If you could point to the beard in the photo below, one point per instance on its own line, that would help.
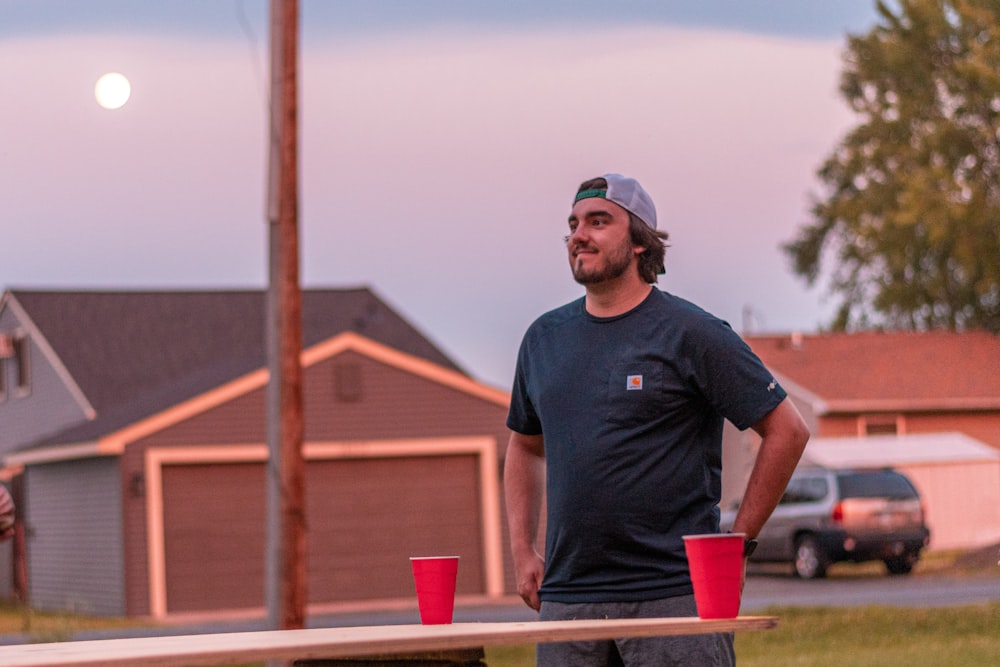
(617, 262)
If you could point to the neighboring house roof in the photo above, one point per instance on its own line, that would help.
(876, 451)
(871, 370)
(134, 353)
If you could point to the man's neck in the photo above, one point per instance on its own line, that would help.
(612, 298)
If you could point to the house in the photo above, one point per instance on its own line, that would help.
(875, 383)
(958, 478)
(134, 423)
(936, 393)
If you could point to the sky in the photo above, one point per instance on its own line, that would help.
(440, 145)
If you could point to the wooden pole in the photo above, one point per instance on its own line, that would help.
(285, 588)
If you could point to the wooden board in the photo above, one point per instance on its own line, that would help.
(319, 643)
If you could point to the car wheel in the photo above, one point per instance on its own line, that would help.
(901, 564)
(810, 561)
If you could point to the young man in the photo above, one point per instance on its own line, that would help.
(617, 412)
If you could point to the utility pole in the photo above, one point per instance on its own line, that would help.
(285, 571)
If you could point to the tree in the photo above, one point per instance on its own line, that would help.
(911, 220)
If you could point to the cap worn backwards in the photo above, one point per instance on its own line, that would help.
(627, 193)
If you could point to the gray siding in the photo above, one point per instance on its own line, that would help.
(47, 409)
(7, 570)
(75, 559)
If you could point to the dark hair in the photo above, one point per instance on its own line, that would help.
(653, 240)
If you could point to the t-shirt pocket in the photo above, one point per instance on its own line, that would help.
(635, 393)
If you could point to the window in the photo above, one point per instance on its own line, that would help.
(880, 425)
(22, 364)
(347, 382)
(6, 354)
(805, 490)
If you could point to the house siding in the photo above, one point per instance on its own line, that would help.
(75, 557)
(47, 408)
(392, 405)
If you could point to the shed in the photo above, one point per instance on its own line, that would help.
(958, 478)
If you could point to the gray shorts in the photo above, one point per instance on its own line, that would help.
(715, 650)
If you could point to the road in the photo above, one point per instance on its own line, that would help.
(769, 589)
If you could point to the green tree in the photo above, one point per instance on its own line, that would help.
(910, 223)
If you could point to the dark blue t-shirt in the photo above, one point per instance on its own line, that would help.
(631, 409)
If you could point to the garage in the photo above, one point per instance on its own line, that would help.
(368, 510)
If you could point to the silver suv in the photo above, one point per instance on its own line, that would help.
(826, 516)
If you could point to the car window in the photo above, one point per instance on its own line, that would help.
(875, 484)
(805, 490)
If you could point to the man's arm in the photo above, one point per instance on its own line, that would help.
(524, 474)
(784, 435)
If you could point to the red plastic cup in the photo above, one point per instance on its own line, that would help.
(434, 578)
(716, 564)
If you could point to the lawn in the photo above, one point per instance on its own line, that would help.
(860, 637)
(805, 637)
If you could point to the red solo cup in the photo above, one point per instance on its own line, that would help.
(434, 578)
(716, 564)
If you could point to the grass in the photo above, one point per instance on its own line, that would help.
(962, 636)
(967, 636)
(805, 636)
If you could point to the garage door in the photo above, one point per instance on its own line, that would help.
(365, 518)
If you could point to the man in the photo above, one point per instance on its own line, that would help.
(616, 413)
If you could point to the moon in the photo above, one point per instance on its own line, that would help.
(112, 90)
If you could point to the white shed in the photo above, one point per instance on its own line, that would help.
(958, 478)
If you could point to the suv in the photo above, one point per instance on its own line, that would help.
(826, 516)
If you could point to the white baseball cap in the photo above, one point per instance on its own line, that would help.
(627, 193)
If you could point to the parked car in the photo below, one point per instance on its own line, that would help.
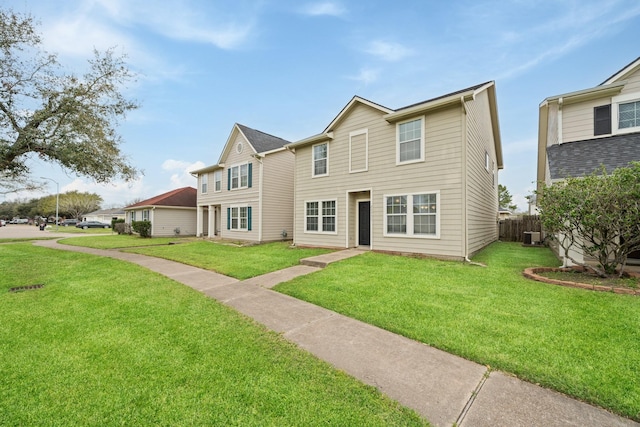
(92, 224)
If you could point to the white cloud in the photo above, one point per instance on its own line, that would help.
(180, 172)
(114, 194)
(388, 51)
(366, 76)
(324, 9)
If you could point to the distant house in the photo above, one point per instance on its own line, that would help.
(248, 194)
(419, 179)
(583, 130)
(105, 215)
(170, 213)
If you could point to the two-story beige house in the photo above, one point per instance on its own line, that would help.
(248, 194)
(581, 131)
(420, 179)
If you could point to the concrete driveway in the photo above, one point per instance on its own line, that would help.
(23, 231)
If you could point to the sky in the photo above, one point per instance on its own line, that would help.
(288, 67)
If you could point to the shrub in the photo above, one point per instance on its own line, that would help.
(143, 228)
(121, 227)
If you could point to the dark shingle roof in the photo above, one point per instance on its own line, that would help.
(581, 158)
(184, 197)
(261, 141)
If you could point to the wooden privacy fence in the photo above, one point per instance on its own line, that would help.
(512, 230)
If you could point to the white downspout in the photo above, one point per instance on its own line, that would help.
(260, 187)
(465, 228)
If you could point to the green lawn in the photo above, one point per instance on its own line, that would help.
(585, 344)
(231, 260)
(107, 342)
(116, 241)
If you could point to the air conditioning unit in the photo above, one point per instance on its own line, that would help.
(535, 237)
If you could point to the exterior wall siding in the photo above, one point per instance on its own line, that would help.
(577, 120)
(482, 184)
(441, 171)
(277, 195)
(165, 220)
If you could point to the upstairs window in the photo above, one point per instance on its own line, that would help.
(629, 115)
(239, 176)
(217, 181)
(410, 145)
(320, 159)
(602, 120)
(204, 178)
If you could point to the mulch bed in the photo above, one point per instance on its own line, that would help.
(531, 273)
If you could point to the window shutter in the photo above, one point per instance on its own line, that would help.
(602, 120)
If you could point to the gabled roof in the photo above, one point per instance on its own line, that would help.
(114, 211)
(581, 158)
(612, 86)
(350, 106)
(261, 142)
(624, 72)
(182, 197)
(414, 109)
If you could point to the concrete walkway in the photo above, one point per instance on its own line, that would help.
(443, 388)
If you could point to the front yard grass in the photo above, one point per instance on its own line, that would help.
(117, 241)
(582, 343)
(231, 260)
(106, 342)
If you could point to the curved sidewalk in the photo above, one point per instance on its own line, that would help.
(443, 388)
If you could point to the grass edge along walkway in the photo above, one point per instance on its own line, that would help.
(580, 343)
(112, 343)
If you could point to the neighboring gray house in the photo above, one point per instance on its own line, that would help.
(419, 179)
(581, 131)
(170, 213)
(105, 215)
(248, 194)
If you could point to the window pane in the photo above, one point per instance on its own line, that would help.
(234, 177)
(243, 218)
(397, 205)
(397, 224)
(320, 167)
(409, 138)
(629, 115)
(312, 223)
(424, 224)
(329, 208)
(320, 159)
(312, 208)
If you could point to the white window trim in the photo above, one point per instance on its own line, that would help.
(422, 141)
(313, 161)
(232, 207)
(219, 173)
(319, 201)
(239, 187)
(359, 132)
(204, 183)
(409, 234)
(615, 107)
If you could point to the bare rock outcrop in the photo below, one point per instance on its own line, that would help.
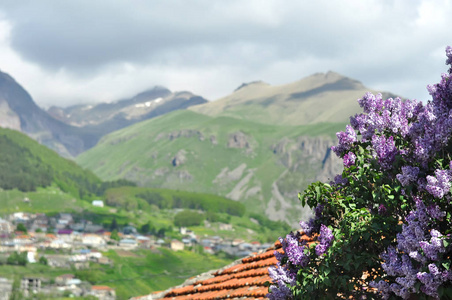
━━━━━━━━━━━━━━━━━━━━
* Aim *
Count the lines in the records that contain the word "green", and reply with the number alone.

* Answer to this task *
2